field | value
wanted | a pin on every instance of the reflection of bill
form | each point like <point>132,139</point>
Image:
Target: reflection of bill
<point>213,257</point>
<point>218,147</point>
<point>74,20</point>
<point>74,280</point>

Task:
Rewrite the records with "bill" renamed to "beak" everywhere it appears, leaving everything else as it is.

Response to the task:
field | value
wanted | a pin on every instance of the reflection of beak
form | each point like <point>132,139</point>
Image:
Target: reflection of beak
<point>213,257</point>
<point>218,147</point>
<point>74,20</point>
<point>74,280</point>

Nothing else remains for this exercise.